### Data provided:
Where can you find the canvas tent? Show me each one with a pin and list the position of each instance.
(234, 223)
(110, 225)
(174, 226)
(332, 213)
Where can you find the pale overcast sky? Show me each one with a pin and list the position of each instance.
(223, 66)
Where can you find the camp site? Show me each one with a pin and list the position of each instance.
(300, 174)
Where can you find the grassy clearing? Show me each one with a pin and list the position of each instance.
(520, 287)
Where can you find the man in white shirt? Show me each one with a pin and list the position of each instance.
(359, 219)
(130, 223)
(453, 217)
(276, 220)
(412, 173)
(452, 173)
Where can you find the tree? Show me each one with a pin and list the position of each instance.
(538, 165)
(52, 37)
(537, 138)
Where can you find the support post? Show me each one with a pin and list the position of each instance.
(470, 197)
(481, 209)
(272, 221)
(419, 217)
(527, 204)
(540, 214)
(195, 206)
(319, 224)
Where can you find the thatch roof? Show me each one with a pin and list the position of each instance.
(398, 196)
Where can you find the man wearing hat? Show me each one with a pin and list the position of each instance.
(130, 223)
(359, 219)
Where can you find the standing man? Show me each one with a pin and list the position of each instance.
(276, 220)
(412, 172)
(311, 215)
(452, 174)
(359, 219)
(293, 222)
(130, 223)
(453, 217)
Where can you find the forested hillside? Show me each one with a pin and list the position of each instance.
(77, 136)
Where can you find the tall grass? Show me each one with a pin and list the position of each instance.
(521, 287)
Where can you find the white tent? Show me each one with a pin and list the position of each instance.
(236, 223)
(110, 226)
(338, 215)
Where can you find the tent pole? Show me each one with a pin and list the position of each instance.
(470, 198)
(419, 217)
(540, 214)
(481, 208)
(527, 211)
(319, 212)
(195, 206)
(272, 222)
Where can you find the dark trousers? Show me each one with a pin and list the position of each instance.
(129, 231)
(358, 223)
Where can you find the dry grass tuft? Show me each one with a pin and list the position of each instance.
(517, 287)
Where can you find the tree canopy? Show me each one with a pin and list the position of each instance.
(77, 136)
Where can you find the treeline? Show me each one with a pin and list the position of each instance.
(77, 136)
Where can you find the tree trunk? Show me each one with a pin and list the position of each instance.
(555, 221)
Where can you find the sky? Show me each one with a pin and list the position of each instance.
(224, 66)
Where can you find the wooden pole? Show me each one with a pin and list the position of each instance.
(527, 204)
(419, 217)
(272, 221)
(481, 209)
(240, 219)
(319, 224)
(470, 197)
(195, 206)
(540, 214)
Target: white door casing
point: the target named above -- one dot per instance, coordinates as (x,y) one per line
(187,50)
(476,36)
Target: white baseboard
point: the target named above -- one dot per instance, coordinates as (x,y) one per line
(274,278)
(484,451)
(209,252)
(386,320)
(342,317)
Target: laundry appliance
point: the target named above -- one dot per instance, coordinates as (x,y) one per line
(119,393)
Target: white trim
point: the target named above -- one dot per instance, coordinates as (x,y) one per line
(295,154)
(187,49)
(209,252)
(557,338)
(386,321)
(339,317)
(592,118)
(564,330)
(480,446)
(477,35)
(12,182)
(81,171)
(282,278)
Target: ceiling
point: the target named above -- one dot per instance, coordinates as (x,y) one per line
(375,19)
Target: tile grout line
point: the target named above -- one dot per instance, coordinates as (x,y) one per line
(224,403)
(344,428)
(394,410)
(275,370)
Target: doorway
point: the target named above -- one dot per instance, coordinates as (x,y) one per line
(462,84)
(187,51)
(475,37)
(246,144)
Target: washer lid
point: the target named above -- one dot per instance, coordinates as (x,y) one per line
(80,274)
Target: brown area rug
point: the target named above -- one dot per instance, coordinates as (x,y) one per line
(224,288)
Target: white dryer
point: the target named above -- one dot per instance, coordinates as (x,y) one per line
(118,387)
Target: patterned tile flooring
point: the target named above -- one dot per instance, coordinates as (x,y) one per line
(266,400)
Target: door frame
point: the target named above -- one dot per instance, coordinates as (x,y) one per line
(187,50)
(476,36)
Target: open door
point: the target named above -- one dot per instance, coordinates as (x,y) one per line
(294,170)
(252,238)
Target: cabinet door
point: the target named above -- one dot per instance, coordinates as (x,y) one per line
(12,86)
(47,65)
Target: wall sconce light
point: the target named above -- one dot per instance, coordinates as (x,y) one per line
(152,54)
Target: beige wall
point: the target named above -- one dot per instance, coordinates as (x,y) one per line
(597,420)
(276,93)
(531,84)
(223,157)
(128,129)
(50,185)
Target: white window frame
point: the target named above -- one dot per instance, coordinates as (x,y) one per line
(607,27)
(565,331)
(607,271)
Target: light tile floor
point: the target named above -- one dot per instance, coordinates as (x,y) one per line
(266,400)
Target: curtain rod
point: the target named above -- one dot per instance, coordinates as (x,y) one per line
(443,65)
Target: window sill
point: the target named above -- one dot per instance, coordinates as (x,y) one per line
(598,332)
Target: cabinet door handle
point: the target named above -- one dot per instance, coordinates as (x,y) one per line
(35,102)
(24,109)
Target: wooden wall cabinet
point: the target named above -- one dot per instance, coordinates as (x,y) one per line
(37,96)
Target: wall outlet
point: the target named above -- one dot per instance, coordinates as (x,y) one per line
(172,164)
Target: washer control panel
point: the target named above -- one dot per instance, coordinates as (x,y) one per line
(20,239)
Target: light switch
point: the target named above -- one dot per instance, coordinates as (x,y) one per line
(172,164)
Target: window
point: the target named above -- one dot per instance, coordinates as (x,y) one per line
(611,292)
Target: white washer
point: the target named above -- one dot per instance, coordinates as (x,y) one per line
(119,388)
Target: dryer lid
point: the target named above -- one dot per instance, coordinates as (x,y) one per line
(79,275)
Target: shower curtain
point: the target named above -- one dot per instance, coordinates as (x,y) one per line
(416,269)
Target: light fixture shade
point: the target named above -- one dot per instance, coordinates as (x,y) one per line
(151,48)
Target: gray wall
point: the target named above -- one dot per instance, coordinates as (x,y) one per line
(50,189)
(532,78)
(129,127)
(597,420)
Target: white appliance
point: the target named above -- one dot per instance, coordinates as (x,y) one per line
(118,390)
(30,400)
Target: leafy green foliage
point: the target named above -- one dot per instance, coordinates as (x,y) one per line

### What you have to do:
In the material above, which lines contain "washer"? Copy each of them.

### Task answer:
Target: washer lid
Target: washer control panel
Target: white washer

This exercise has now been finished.